Copy out all of the data below, swapping every occurrence of "one point on every line" for "one point per line" and leaving everything else unchanged.

• **Stored data**:

═══

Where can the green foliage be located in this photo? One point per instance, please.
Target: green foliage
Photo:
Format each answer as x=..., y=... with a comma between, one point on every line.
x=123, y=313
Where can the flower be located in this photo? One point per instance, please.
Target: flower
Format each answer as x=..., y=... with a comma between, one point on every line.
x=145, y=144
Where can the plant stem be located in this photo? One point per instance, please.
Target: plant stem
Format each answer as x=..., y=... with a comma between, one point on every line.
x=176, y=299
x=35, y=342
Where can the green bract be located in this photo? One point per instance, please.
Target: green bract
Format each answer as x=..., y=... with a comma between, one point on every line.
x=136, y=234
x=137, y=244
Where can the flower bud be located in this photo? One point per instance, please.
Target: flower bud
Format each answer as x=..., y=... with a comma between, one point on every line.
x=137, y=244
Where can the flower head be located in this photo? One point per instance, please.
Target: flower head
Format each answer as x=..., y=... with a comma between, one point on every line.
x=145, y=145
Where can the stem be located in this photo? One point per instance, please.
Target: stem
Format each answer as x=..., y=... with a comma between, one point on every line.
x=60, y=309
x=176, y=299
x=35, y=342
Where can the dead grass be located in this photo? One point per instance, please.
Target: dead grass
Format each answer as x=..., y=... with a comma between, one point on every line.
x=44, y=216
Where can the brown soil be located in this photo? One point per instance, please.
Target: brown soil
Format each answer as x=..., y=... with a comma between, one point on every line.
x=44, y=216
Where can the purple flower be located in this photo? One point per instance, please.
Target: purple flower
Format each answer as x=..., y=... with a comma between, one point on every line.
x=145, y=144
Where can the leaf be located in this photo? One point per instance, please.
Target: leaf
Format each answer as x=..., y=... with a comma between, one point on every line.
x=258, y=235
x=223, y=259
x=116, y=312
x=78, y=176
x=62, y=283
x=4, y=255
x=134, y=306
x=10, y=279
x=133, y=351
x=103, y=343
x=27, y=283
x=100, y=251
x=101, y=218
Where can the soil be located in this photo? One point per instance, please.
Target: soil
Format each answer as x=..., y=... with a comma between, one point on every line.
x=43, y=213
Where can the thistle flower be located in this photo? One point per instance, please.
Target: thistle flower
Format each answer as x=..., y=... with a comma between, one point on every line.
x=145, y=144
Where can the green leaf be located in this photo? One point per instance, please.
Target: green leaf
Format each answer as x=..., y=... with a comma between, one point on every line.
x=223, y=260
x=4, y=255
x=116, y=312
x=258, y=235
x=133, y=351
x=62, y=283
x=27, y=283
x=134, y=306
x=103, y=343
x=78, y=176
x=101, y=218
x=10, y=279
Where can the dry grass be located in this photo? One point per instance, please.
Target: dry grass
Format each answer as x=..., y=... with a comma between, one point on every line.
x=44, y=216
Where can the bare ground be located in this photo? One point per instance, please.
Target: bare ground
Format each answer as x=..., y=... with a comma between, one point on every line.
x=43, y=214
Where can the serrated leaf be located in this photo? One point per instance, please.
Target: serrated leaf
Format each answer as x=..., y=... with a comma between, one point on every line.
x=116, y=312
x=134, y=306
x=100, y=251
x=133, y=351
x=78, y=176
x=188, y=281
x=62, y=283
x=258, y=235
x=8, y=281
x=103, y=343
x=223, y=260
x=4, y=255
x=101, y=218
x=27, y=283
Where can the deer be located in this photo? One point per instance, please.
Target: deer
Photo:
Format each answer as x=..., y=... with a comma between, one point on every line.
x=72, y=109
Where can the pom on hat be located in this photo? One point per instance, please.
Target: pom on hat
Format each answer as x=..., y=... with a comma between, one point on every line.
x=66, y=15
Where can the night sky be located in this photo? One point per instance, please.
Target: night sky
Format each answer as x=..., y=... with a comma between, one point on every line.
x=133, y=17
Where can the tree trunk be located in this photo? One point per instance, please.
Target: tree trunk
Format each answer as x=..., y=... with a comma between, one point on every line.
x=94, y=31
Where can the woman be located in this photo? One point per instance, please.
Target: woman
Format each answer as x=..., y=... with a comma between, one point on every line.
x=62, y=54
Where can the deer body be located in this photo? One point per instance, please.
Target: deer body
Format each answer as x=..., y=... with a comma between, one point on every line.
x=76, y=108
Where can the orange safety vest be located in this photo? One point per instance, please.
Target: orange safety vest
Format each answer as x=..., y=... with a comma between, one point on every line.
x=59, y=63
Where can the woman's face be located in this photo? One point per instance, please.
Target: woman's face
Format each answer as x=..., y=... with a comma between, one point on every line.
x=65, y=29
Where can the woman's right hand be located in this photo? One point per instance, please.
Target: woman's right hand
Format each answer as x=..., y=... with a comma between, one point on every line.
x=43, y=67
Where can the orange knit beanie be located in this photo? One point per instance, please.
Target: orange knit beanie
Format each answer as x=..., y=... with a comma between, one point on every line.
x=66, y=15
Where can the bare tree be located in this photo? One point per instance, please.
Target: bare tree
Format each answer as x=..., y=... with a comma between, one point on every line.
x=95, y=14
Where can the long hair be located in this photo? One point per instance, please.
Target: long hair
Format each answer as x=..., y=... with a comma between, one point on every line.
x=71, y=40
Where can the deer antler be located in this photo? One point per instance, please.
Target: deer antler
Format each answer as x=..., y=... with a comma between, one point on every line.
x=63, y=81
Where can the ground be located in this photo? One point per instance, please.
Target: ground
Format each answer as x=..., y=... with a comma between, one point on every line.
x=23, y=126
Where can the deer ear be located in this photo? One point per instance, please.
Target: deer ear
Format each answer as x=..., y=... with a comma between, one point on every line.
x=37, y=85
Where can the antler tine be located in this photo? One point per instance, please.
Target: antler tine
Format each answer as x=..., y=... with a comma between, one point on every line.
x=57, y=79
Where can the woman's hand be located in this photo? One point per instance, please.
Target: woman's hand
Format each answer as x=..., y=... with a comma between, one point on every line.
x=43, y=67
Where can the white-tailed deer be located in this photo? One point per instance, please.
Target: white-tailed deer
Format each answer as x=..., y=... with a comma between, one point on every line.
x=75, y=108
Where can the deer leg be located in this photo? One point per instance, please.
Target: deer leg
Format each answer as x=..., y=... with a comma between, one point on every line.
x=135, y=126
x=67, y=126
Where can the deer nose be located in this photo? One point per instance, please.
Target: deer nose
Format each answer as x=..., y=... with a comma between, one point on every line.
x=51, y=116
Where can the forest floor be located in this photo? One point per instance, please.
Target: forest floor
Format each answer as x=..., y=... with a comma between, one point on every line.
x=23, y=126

═══

• **Exercise output**:
Where can the green foliage be located in this photo? One point per instance, please.
Target: green foliage
Photo:
Format each answer as x=..., y=... with a comma between, one point per line.
x=123, y=313
Where can the flower be located in this photo? One point per instance, please.
Target: flower
Format each answer as x=..., y=... with a comma between, one point per line.
x=145, y=144
Where can the plant stem be located in this photo? One point per instance, please.
Target: plant stem
Format each answer as x=..., y=... with a comma between, one point per line.
x=176, y=299
x=35, y=342
Where can the green bract be located in this photo? One point per instance, please.
Target: green bract
Format each answer as x=..., y=... with a comma between, one point per line.
x=136, y=234
x=137, y=244
Where can the flower bud be located in this photo? One point per instance, please.
Target: flower bud
Format each answer as x=..., y=... with a comma between, one point per line.
x=137, y=244
Where can the flower head be located in this photo? One point per instance, please.
Target: flower head
Format each answer as x=..., y=... with a comma between, one point per line.
x=145, y=145
Where can the stem be located in this photo? One point per instance, please.
Target: stem
Format each answer as x=..., y=... with a comma between, one point per line.
x=60, y=309
x=176, y=299
x=35, y=342
Where can the dead grass be located in this photo? One point per instance, please.
Target: dead grass
Format each answer as x=..., y=... with a comma between, one point per line.
x=44, y=216
Where can the brown soil be located in this photo? One point per instance, please.
Target: brown soil
Format each answer as x=..., y=... with a comma between, one point per line.
x=44, y=216
Where can the purple flower be located in this photo? One point per instance, please.
Target: purple flower
Format each answer as x=..., y=... with a comma between, one point per line.
x=145, y=144
Where can the leaf be located in this photo? One point per instance, please.
Target: leaf
Format each answer as x=..., y=... with a comma between, one point per line.
x=258, y=235
x=223, y=259
x=116, y=312
x=78, y=176
x=62, y=283
x=4, y=255
x=134, y=306
x=10, y=279
x=133, y=351
x=103, y=343
x=27, y=283
x=100, y=251
x=101, y=218
Where can the soil be located in this photo? One point per instance, please.
Target: soil
Format each answer as x=..., y=... with a comma between, one point per line.
x=43, y=213
Where can the thistle flower be located in this photo? One point per instance, please.
Target: thistle flower
Format each answer as x=..., y=... with a comma between, one point per line.
x=145, y=144
Where can the green leaf be located in this photo? One point per instance, please.
Target: green leaf
Format each answer as x=..., y=... with a comma between, one point per line.
x=223, y=260
x=4, y=255
x=116, y=312
x=258, y=235
x=133, y=351
x=62, y=283
x=27, y=283
x=134, y=306
x=103, y=343
x=78, y=176
x=101, y=218
x=10, y=279
Where can the dry grass be located in this photo? One point per instance, please.
Target: dry grass
Format each answer as x=..., y=... with a comma between, one point per line.
x=44, y=216
Where can the bare ground be located in this photo? One point per instance, please.
Target: bare ground
Format each answer as x=..., y=... with a comma between, one point per line.
x=43, y=214
Where can the serrated leaf be located in this photo? One point per instance, please.
Target: serrated leaf
Format each answer as x=..., y=... with a comma between, one point per line.
x=116, y=312
x=134, y=306
x=100, y=251
x=133, y=351
x=78, y=176
x=188, y=281
x=62, y=283
x=258, y=235
x=8, y=281
x=103, y=343
x=223, y=260
x=4, y=255
x=101, y=218
x=27, y=283
Where can the deer be located in this photo? One point per instance, please.
Target: deer
Photo:
Format each answer as x=..., y=... with a comma between, one point per line.
x=72, y=109
Where can the pom on hat be located in this photo? One point per instance, please.
Target: pom on hat
Format each answer as x=..., y=... with a comma between, one point per line.
x=66, y=15
Where can the night sky be located in this photo? One point per instance, please.
Target: night sky
Format each answer as x=..., y=... with a comma between, one point per line.
x=133, y=17
Where can the tree trunk be located in this photo? One point per instance, please.
Target: tree trunk
Format each answer as x=..., y=... with a comma between, one point per line.
x=94, y=31
Where can the woman be located in this photo? One point per instance, please.
Target: woman
Format each answer as x=..., y=... with a comma between, one point per line.
x=62, y=54
Where can the deer body be located in this photo? One point per instance, please.
Target: deer body
Format each answer as x=..., y=... with a comma between, one point per line.
x=76, y=108
Where can the orange safety vest be located in this photo? One point per instance, please.
Target: orange safety vest
Format each answer as x=..., y=... with a comma between, one point per line.
x=59, y=63
Where can the woman's face be located in this photo? One point per instance, please.
Target: woman's face
Format each answer as x=..., y=... with a comma between, one point per line.
x=65, y=29
Where can the woman's right hand be located in this photo? One point per instance, please.
Target: woman's right hand
Format each answer as x=..., y=... with a comma between, one point per line.
x=43, y=67
Where can the orange knit beanie be located in this photo? One point per instance, please.
Target: orange knit beanie
Format each answer as x=..., y=... with a comma between, one point per line.
x=66, y=15
Where can the bare tree be located in this photo? One point per instance, please.
Target: bare tree
Format each answer as x=..., y=... with a comma between, one point per line.
x=95, y=14
Where can the long hair be located in this photo? One point per instance, please.
Target: long hair
Format each answer as x=..., y=... with a comma between, one point per line.
x=71, y=40
Where can the deer antler be located in this photo? One point per instance, please.
Target: deer antler
Format each answer as x=..., y=... with a comma between, one point per line.
x=63, y=81
Where can the ground be located in this photo? One point per instance, please.
Target: ground
Format each answer as x=..., y=... with a comma between, one point per line.
x=23, y=126
Where can the deer ear be located in this photo? One point per instance, please.
Target: deer ear
Format each answer as x=..., y=... with a comma between, one point per line.
x=37, y=85
Where can the antler tine be located in this photo? One point per instance, please.
Target: antler tine
Format each answer as x=..., y=... with a comma between, one point per line.
x=57, y=79
Where can the woman's hand be located in this photo? One point per instance, please.
Target: woman's hand
Format each answer as x=..., y=... with a comma between, one point per line.
x=43, y=67
Where can the white-tailed deer be located in this photo? One point per instance, please.
Target: white-tailed deer
Format each answer as x=..., y=... with a comma between, one point per line.
x=75, y=108
Where can the deer leg be located in this photo? One point per instance, please.
Target: deer leg
Format each answer as x=..., y=... with a comma between, one point per line.
x=135, y=126
x=67, y=126
Where can the deer nose be located in this photo? One point per instance, please.
Target: deer nose
Format each answer as x=..., y=... with a comma between, one point per line.
x=51, y=116
Where can the forest floor be located in this photo? One point per instance, please.
Target: forest floor
Format each answer as x=..., y=... with a comma between, one point per line.
x=23, y=126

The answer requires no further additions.